» WORK TO BE COMPLETED
Search term "body": copy each line of the records that contains it.

» EXERCISE INPUTS
--- START ---
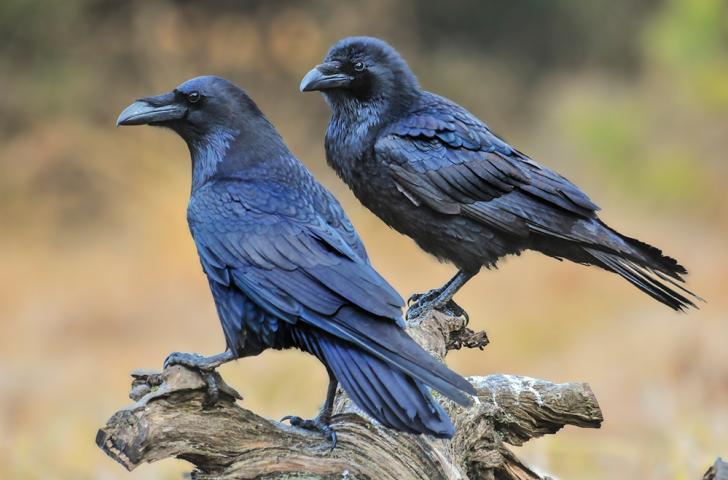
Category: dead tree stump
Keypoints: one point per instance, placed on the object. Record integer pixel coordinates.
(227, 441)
--- END ---
--- START ---
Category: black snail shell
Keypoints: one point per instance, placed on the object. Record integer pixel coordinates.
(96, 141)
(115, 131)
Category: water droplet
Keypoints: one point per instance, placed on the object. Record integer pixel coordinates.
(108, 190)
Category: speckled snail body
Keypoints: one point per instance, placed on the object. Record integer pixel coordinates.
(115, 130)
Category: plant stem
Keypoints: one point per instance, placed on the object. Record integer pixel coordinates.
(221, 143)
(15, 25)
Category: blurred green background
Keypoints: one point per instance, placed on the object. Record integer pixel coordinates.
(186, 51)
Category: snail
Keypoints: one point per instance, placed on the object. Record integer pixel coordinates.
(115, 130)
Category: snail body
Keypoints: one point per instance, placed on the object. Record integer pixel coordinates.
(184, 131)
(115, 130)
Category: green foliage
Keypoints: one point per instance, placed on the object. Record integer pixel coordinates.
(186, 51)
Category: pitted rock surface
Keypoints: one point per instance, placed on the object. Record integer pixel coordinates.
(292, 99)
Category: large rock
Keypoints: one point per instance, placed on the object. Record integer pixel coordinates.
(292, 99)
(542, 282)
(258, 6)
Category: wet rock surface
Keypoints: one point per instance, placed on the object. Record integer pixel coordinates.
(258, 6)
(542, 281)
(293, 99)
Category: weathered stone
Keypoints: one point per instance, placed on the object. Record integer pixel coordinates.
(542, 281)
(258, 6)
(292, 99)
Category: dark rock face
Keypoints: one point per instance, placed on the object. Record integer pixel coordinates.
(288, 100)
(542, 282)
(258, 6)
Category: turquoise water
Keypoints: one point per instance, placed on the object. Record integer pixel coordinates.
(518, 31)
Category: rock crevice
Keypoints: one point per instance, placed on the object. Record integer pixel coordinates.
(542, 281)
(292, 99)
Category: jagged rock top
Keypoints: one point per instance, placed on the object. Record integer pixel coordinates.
--- END ---
--- START ---
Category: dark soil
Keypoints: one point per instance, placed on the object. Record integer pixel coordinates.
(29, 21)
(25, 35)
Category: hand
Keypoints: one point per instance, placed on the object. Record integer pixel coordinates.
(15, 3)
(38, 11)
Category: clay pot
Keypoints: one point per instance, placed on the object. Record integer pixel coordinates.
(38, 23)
--- END ---
» EXERCISE RESULT
Category: speckled snail body
Category: snail body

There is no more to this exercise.